_SOURCE EXCERPT_.

-.-.-

Exploring Conditions for Diffusion Models in Robotic Control¶

Conference: CVPR 2026 arXiv: 2510.15510 Code: https://orca-rc.github.io/ Area: Diffusion Models / Robotic Control Keywords: Diffusion Models, Robotic Control, Visual Representations, Task Adaptation, Learnable Prompts

TL;DR¶

This paper investigates how to leverage the conditioning mechanisms of pretrained text-to-image diffusion models to generate task-adaptive visual representations for robotic control. It identifies that text conditioning fails in control environments due to domain gap, and proposes ORCA, a framework that employs learnable task prompts and per-frame visual prompts as conditioning signals. ORCA achieves state-of-the-art performance across 12 tasks on three benchmarks: DMC, MetaWorld, and Adroit.

Background & Motivation¶

Background: Pretrained visual representations (e.g., CLIP, VC-1, MVP) have become the standard paradigm for imitation learning—frozen pretrained encoders extract visual features, and downstream policy networks learn the mapping from features to actions. Meanwhile, diffusion models (e.g., Stable Diffusion) have demonstrated strong representational capacity in visual perception tasks such as semantic segmentation and depth estimation, with text conditioning enabling task adaptability.
Limitations of Prior Work: (a) Frozen visual representations are task-agnostic—the same representation exhibits large performance variance across different control tasks, requiring per-task manual selection; (b) fine-tuning visual encoders leads to severe overfitting due to the limited data available in imitation learning; (c) text conditioning proves effective in visual perception tasks (e.g., describing objects in an image improves semantic segmentation in VPD), but yields marginal or even harmful results when directly applied to control environments.
Key Challenge: A significant domain gap exists between control environments and the training data (web images) of diffusion models, causing text-image grounding to fail. Additionally, control tasks consist of dynamic video streams rather than static images, requiring fine-grained per-frame conditioning rather than global descriptions.
Goal: How to design conditioning mechanisms for diffusion models that are suited to robotic control, enabling task-adaptive visual representations without fine-tuning the model itself?
Key Insight: By analyzing cross-attention maps, the authors identify a grounding failure of text conditioning in control environments—for instance, the word "cheetah" fails to produce correct attention on MuJoCo-rendered cheetahs. The conditioning mechanism should therefore (a) adapt to the control environment and (b) incorporate per-frame visual information.

-.-.-

_ENTRIES_.
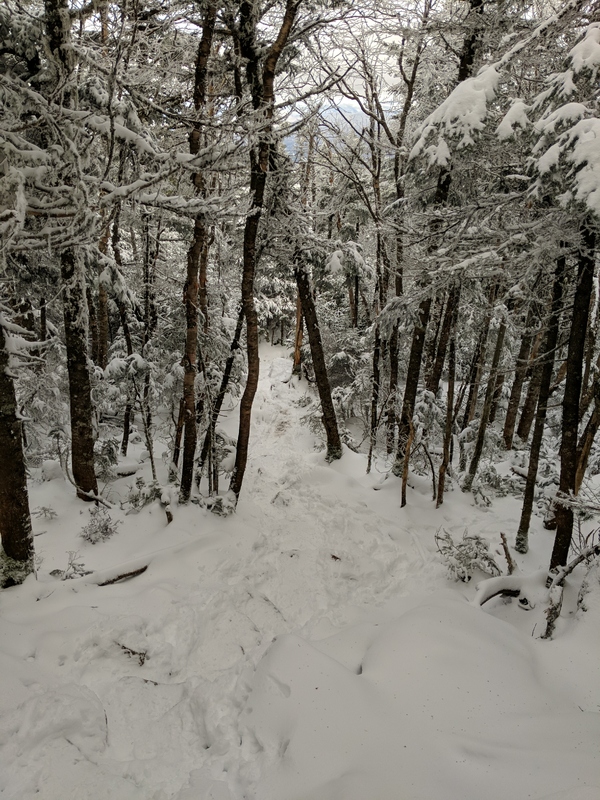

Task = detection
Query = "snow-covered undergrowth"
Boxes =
[0,348,600,800]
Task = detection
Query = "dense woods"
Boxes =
[0,0,600,584]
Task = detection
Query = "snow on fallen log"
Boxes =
[473,570,548,608]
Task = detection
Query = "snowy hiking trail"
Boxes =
[0,348,600,800]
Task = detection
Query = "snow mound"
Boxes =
[240,593,600,800]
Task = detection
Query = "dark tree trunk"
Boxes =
[179,217,206,503]
[427,286,460,394]
[489,372,504,425]
[0,325,33,586]
[385,323,398,455]
[40,298,48,342]
[60,247,98,500]
[229,154,267,501]
[294,266,342,461]
[423,294,445,391]
[86,286,99,364]
[292,295,304,377]
[436,323,456,508]
[179,3,216,503]
[392,297,431,477]
[517,340,542,442]
[229,0,298,502]
[515,256,566,553]
[550,223,596,570]
[502,305,535,450]
[462,290,498,430]
[575,379,600,494]
[367,323,381,473]
[463,320,506,492]
[198,309,244,475]
[171,397,185,472]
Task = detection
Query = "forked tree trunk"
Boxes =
[435,330,456,508]
[515,256,566,553]
[294,266,342,461]
[550,223,596,570]
[229,0,299,503]
[60,247,98,500]
[179,3,216,503]
[0,324,33,586]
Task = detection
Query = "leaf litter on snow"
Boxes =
[0,348,600,800]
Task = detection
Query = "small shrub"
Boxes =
[50,550,92,581]
[79,506,121,544]
[435,528,501,583]
[125,477,162,513]
[31,506,58,519]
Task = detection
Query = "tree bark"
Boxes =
[198,309,244,482]
[294,266,342,461]
[575,378,600,494]
[60,247,98,500]
[550,223,596,570]
[436,317,456,508]
[515,256,566,553]
[392,297,432,477]
[517,338,542,442]
[179,3,216,503]
[463,320,506,492]
[229,0,299,503]
[0,324,33,586]
[292,295,304,377]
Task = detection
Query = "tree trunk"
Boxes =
[435,322,456,508]
[462,290,498,430]
[423,294,447,391]
[575,379,600,494]
[60,247,98,500]
[517,345,542,442]
[229,0,298,502]
[550,228,596,570]
[463,320,506,492]
[197,309,244,483]
[292,295,304,378]
[294,266,342,461]
[0,324,33,586]
[86,286,100,364]
[392,297,431,477]
[179,3,216,503]
[502,306,535,450]
[515,256,566,553]
[427,286,460,394]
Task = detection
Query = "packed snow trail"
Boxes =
[0,348,600,800]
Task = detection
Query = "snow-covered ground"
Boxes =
[0,348,600,800]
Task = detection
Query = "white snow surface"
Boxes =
[0,347,600,800]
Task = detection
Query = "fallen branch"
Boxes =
[500,533,517,575]
[96,564,149,586]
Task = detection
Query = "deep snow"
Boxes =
[0,347,600,800]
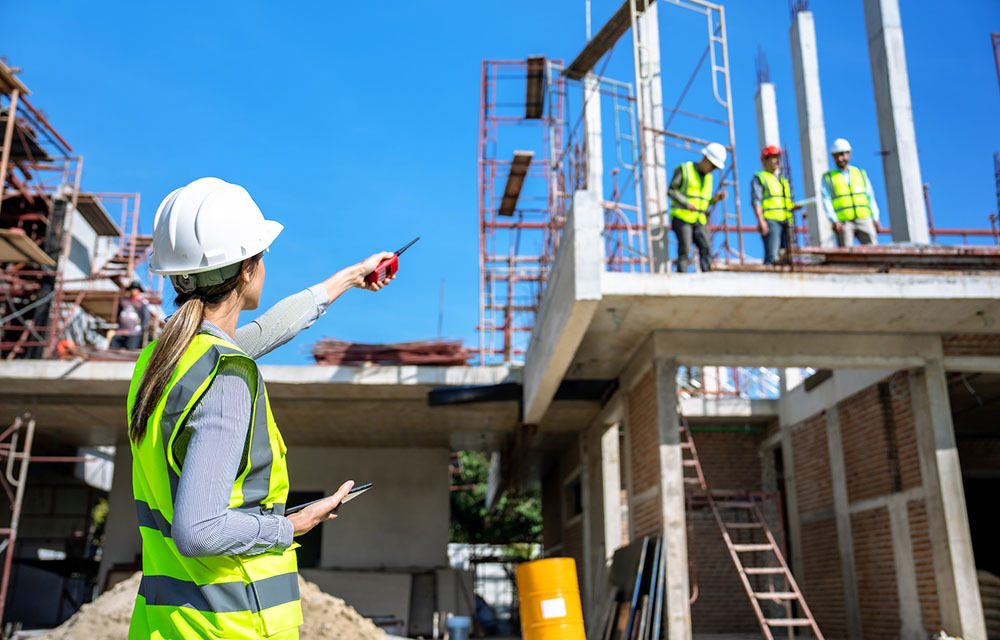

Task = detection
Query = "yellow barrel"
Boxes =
[517,558,586,640]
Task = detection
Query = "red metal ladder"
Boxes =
[679,414,823,640]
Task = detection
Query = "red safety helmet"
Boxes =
[760,144,781,160]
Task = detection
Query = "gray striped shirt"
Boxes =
[172,284,330,557]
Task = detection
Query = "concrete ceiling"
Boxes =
[566,273,1000,378]
[0,360,600,449]
[948,373,1000,438]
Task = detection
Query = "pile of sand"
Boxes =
[43,573,389,640]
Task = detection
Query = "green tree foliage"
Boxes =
[450,451,542,544]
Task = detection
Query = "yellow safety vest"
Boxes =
[823,167,872,222]
[670,162,712,224]
[128,334,302,640]
[757,171,792,222]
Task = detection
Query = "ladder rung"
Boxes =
[764,618,812,627]
[753,591,799,600]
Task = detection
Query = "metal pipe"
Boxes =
[0,87,21,220]
[0,414,35,621]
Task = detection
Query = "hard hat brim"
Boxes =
[149,220,285,276]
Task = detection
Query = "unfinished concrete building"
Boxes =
[0,0,1000,640]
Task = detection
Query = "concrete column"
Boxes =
[753,82,781,149]
[97,441,142,591]
[601,423,622,560]
[583,73,604,201]
[654,357,691,640]
[863,0,930,244]
[778,394,804,584]
[789,11,835,247]
[910,360,986,640]
[826,410,864,640]
[633,2,670,273]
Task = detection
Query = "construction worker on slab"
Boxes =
[127,178,393,640]
[667,142,726,273]
[821,138,882,247]
[750,144,805,264]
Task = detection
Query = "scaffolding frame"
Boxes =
[476,60,562,364]
[0,62,163,360]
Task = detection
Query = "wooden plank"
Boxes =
[563,0,652,80]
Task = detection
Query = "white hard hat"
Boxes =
[830,138,851,154]
[149,178,283,289]
[701,142,726,169]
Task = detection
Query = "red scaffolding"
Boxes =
[0,62,162,359]
[477,58,563,364]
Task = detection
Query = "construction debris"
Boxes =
[42,573,389,640]
[312,338,473,367]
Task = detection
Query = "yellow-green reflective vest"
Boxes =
[670,162,712,224]
[823,167,872,222]
[757,171,792,222]
[128,334,302,640]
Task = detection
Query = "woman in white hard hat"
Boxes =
[128,178,392,639]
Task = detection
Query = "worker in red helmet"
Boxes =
[750,144,802,264]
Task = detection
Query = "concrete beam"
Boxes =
[654,330,940,369]
[680,396,778,423]
[910,360,986,640]
[862,0,930,244]
[654,358,691,640]
[753,82,781,149]
[524,191,604,424]
[789,11,834,247]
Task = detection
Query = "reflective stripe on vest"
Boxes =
[823,167,872,222]
[757,171,792,222]
[670,162,712,224]
[128,334,302,639]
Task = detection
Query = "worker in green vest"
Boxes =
[127,178,392,640]
[750,144,803,264]
[821,138,882,247]
[667,142,726,273]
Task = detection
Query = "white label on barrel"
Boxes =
[542,598,566,618]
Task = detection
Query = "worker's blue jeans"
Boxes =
[761,219,788,264]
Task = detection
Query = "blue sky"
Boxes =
[0,0,1000,364]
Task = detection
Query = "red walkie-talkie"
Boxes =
[365,236,420,284]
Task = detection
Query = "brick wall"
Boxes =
[691,430,764,491]
[907,500,941,630]
[851,507,900,640]
[626,372,662,540]
[941,333,1000,356]
[792,413,833,513]
[688,423,764,633]
[799,518,847,638]
[837,374,920,502]
[792,372,936,640]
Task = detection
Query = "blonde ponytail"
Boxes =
[128,253,263,444]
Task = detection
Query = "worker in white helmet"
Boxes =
[821,138,882,247]
[667,142,726,273]
[127,178,392,640]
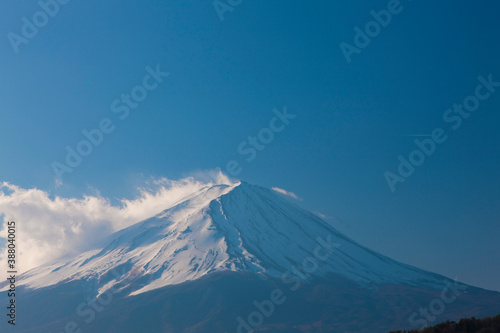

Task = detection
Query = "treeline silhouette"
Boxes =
[389,315,500,333]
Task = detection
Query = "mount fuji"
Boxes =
[0,182,500,333]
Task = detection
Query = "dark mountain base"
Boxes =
[389,315,500,333]
[6,272,500,333]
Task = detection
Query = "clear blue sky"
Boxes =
[0,0,500,290]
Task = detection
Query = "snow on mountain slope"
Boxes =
[4,182,443,294]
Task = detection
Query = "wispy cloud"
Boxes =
[272,187,302,201]
[0,171,230,272]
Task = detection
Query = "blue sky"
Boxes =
[0,0,500,290]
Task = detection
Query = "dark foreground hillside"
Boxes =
[389,315,500,333]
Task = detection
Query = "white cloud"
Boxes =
[272,187,302,201]
[0,171,231,272]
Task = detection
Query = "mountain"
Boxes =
[0,182,500,333]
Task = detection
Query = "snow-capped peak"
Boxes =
[7,182,439,294]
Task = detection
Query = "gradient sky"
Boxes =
[0,0,500,291]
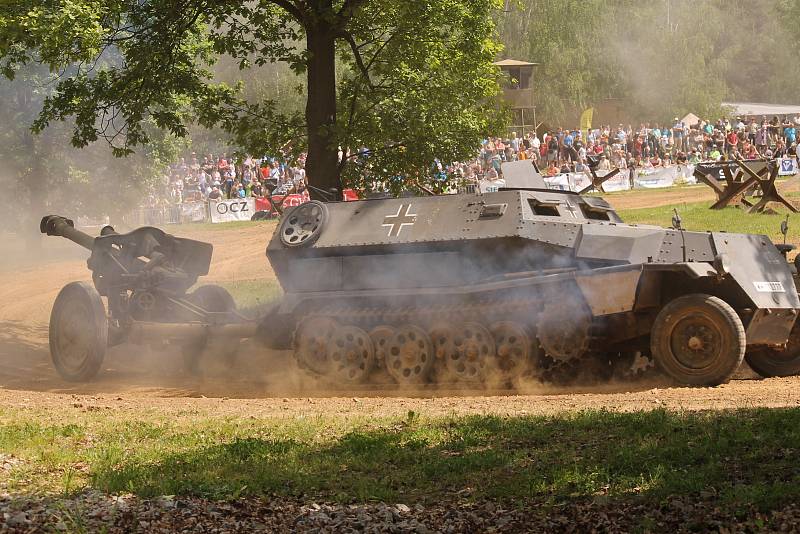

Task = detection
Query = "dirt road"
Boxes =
[0,193,800,415]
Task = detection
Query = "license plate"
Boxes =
[753,282,786,293]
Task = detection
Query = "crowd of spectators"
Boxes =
[147,152,306,207]
[147,116,800,207]
[466,116,800,180]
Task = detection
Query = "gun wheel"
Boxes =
[385,324,434,384]
[50,282,108,382]
[328,326,375,383]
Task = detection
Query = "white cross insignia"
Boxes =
[381,204,417,237]
[564,201,578,219]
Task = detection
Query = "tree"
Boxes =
[0,0,502,198]
[0,65,185,238]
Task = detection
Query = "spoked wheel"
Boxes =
[650,293,745,386]
[744,321,800,378]
[385,324,434,384]
[294,317,341,375]
[279,200,328,247]
[183,284,240,375]
[489,321,539,381]
[328,326,375,383]
[50,282,108,382]
[444,323,495,382]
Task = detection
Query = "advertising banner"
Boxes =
[208,197,256,223]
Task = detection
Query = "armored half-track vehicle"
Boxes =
[265,162,800,385]
[41,161,800,387]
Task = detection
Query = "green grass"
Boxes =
[619,202,800,242]
[219,279,283,311]
[0,408,800,511]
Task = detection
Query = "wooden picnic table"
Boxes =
[694,158,797,213]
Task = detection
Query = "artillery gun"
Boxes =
[42,161,800,387]
[40,215,255,381]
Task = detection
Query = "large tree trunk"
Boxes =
[306,22,342,200]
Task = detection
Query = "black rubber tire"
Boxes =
[650,293,746,386]
[744,321,800,378]
[49,282,108,382]
[182,284,238,375]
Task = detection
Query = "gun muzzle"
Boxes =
[39,215,94,250]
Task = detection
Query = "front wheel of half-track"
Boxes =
[650,293,745,386]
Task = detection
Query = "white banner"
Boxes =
[180,202,206,222]
[208,197,256,223]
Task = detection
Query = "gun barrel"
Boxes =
[39,215,94,250]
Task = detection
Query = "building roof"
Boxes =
[494,59,539,67]
[722,102,800,116]
[681,113,700,126]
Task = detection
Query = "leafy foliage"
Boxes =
[0,0,502,195]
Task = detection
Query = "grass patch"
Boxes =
[0,408,800,511]
[219,279,283,312]
[619,202,800,242]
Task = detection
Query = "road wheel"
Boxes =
[328,326,375,384]
[744,321,800,378]
[183,284,240,375]
[650,293,745,386]
[383,324,434,385]
[489,321,541,383]
[50,282,108,382]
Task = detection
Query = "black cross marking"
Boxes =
[381,204,417,237]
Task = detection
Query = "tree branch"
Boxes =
[337,31,375,91]
[270,0,307,25]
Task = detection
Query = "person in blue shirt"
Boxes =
[783,125,797,146]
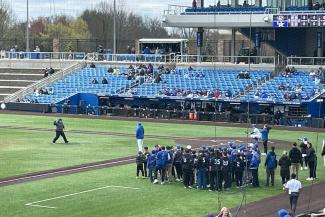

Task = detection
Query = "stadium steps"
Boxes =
[0,68,44,75]
[0,86,24,94]
[0,73,44,81]
[0,79,37,87]
[0,93,9,102]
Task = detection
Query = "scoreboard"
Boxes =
[273,14,325,27]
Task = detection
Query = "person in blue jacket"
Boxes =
[135,122,144,152]
[249,148,261,187]
[147,150,156,182]
[153,146,168,185]
[261,124,271,155]
[264,146,278,187]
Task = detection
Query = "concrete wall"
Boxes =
[0,59,78,69]
[163,14,273,29]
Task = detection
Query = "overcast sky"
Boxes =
[7,0,194,21]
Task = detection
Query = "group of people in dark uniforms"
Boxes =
[136,143,260,191]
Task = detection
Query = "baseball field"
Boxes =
[0,114,325,217]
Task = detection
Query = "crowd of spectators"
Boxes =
[43,67,55,78]
[159,88,233,99]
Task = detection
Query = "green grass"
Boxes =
[0,165,322,217]
[0,114,325,217]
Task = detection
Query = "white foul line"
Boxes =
[25,185,140,209]
[0,159,132,184]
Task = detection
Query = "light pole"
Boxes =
[113,0,116,57]
[26,0,30,52]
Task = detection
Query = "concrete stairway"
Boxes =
[0,68,44,101]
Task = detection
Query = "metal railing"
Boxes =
[287,57,325,66]
[85,53,174,63]
[175,55,276,64]
[163,5,279,16]
[0,50,86,60]
[3,62,85,102]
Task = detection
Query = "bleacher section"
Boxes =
[25,67,135,104]
[185,6,266,14]
[135,69,270,97]
[0,68,44,101]
[24,66,324,104]
[242,71,324,103]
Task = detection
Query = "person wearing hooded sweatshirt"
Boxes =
[249,147,261,187]
[321,139,325,167]
[306,142,317,181]
[52,118,69,144]
[135,122,144,152]
[300,137,309,170]
[265,146,278,186]
[279,151,291,185]
[289,143,302,179]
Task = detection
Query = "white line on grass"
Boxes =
[25,185,140,209]
[0,159,133,184]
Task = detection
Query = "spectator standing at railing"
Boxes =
[321,138,325,167]
[34,45,41,52]
[135,122,144,151]
[48,67,55,75]
[192,0,197,9]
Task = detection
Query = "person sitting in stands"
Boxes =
[225,90,232,98]
[91,78,98,84]
[244,71,251,79]
[48,87,54,95]
[102,78,108,84]
[147,63,153,74]
[192,0,197,9]
[143,47,150,54]
[295,84,302,93]
[278,83,286,90]
[89,63,96,69]
[213,90,221,99]
[43,68,49,78]
[107,67,113,73]
[48,67,54,75]
[217,207,232,217]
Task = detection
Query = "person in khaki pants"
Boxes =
[289,143,302,178]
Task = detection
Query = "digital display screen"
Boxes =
[273,14,325,27]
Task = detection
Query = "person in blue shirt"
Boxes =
[135,122,144,152]
[264,146,278,187]
[249,148,261,187]
[147,150,156,182]
[261,124,271,155]
[153,146,168,185]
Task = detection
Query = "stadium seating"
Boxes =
[242,71,323,103]
[135,69,270,97]
[23,66,324,104]
[185,6,266,14]
[25,67,134,103]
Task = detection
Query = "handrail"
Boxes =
[3,62,85,102]
[287,56,325,66]
[176,55,275,64]
[0,50,86,60]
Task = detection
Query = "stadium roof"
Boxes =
[139,38,188,43]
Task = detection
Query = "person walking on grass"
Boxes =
[52,118,69,144]
[289,142,302,178]
[306,142,317,181]
[279,151,290,190]
[135,122,144,152]
[265,146,278,187]
[285,173,302,216]
[321,139,325,167]
[135,151,146,179]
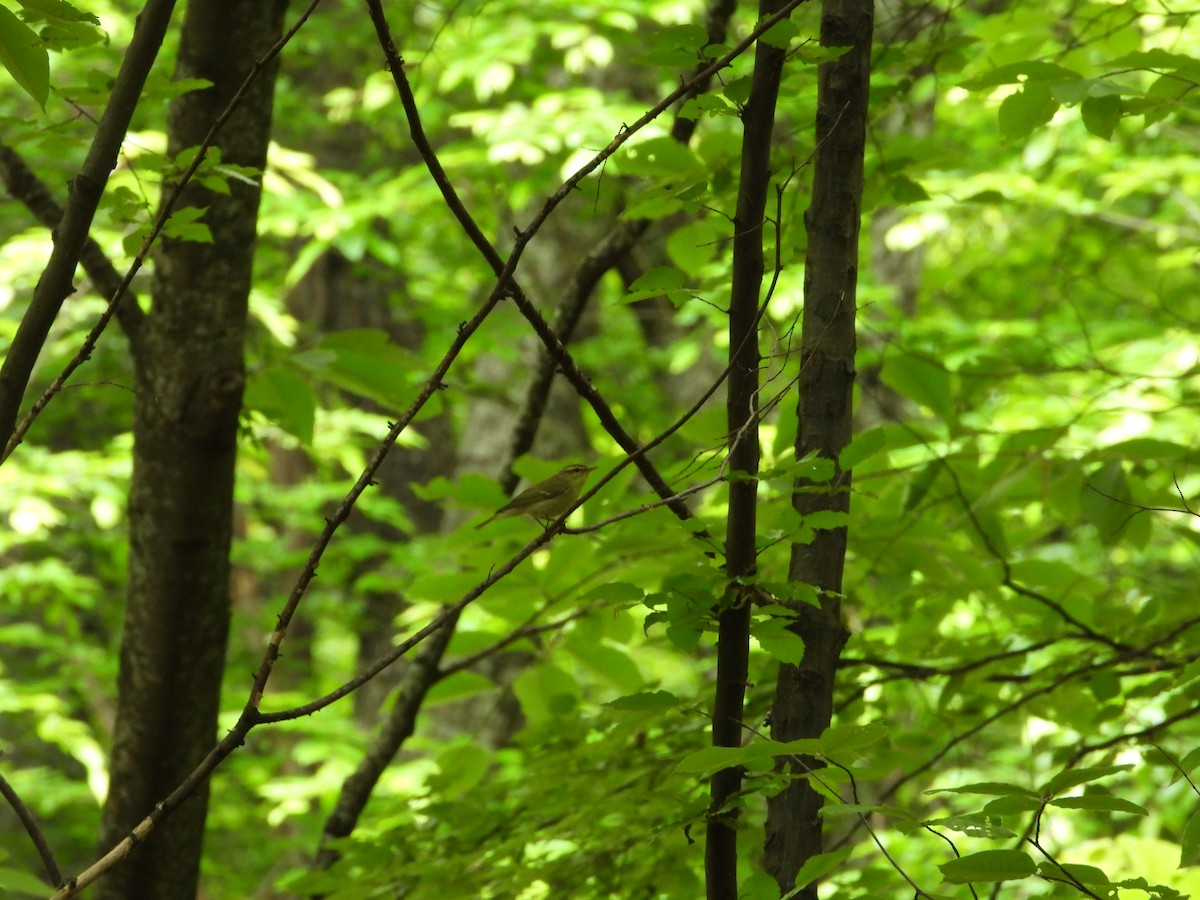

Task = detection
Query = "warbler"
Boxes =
[475,466,595,532]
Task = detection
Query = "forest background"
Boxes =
[0,0,1200,900]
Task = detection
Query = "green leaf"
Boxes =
[881,349,954,421]
[0,869,53,896]
[793,847,853,893]
[937,850,1037,884]
[925,781,1038,799]
[577,581,646,606]
[838,428,888,469]
[983,796,1042,816]
[926,812,1016,840]
[886,175,929,204]
[758,19,800,50]
[162,206,212,244]
[1108,48,1200,68]
[0,6,50,109]
[1080,95,1122,140]
[293,328,413,406]
[752,618,804,666]
[1050,793,1150,816]
[1040,766,1133,797]
[959,60,1082,91]
[1180,811,1200,869]
[622,265,690,304]
[818,721,888,755]
[1038,862,1111,887]
[998,84,1058,140]
[17,0,100,25]
[245,366,317,445]
[605,691,683,713]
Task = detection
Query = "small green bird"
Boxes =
[475,464,595,532]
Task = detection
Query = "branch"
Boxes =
[0,143,145,342]
[0,775,62,887]
[367,0,805,535]
[502,0,737,480]
[704,0,786,900]
[0,0,320,464]
[0,0,175,451]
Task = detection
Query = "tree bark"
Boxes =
[764,0,874,900]
[704,0,785,900]
[100,0,286,900]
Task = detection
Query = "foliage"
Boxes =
[0,0,1200,899]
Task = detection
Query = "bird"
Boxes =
[475,463,596,532]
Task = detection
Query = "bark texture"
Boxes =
[100,0,286,900]
[764,0,874,900]
[704,0,785,900]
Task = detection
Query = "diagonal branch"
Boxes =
[0,775,62,887]
[0,0,320,464]
[504,0,737,480]
[0,143,145,341]
[367,0,805,535]
[0,0,175,455]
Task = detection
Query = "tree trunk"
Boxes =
[100,0,286,900]
[766,0,874,900]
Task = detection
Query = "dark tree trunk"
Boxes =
[766,0,874,900]
[100,0,286,900]
[704,0,785,900]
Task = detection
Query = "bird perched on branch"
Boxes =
[475,464,595,532]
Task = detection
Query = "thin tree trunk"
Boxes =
[100,0,286,900]
[764,0,874,900]
[704,0,785,900]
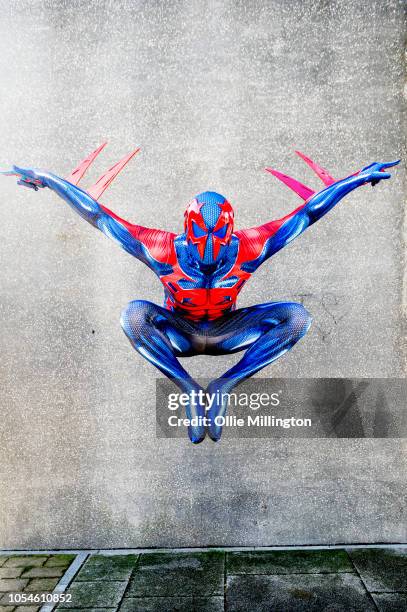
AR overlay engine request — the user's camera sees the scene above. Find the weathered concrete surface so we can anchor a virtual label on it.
[0,0,406,548]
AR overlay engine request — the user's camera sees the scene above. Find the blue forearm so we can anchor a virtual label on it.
[301,175,366,225]
[42,174,103,226]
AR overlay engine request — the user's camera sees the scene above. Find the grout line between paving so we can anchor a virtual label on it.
[40,552,89,612]
[346,551,380,612]
[0,543,407,556]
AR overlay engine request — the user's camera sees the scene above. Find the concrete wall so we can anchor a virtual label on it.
[0,0,406,548]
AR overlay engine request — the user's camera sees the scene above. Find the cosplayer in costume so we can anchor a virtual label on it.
[5,145,398,443]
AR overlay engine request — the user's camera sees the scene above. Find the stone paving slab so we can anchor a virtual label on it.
[58,581,127,609]
[0,554,75,612]
[126,551,225,597]
[348,548,407,593]
[226,573,376,612]
[119,597,224,612]
[58,607,115,612]
[4,555,49,567]
[25,578,59,593]
[75,555,139,582]
[226,550,354,574]
[372,593,407,612]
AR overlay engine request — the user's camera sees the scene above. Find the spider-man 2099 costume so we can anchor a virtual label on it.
[6,144,398,443]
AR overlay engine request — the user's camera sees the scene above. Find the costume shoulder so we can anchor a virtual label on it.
[235,205,303,262]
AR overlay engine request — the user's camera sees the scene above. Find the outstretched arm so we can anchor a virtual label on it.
[4,147,174,270]
[236,154,399,271]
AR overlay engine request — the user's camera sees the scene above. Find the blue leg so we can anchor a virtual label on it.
[208,302,311,441]
[121,300,205,443]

-.-.-

_TASK 1_. From the header line of the summary on diffusion-model conditioning for robotic control, list every entry under Keywords.
_TASK 2_. Pick up the summary on diffusion-model conditioning for robotic control right after its "Key Insight" paragraph, and keep the same structure and voice.

_TASK RESULT 1_.
- Diffusion Models
- Robotic Control
- Visual Representations
- Task Adaptation
- Learnable Prompts

_TASK RESULT 2_.
Core Idea: Replace text conditioning with learnable task prompts to adapt to the control environment, and introduce per-frame visual prompts derived from a visual encoder to capture dynamic details. Both components are learned end-to-end via a behavior cloning objective.

Method¶

Overall Architecture¶

The ORCA pipeline: an input observation image \(I\) is encoded into a latent variable \(z_0\) via the VQGAN encoder; noise is added to obtain \(z_t\) (at \(t=0\)); \(z_t\) is fed into the Stable Diffusion U-Net, where the condition \(\mathcal{C}^*\) is formed by concatenating task prompts and visual prompts and passing them through the text encoder; intermediate features \(f\) are extracted from the downsampling and bottleneck layers of the U-Net; after processing by a compression layer, the features are passed to the policy network \(\pi_\phi\) to produce actions. The diffusion model is frozen throughout; only the prompts and the policy network are learned.

Key Designs¶

Task Prompts:
Function: Replace text conditioning to achieve correct semantic grounding in control environments.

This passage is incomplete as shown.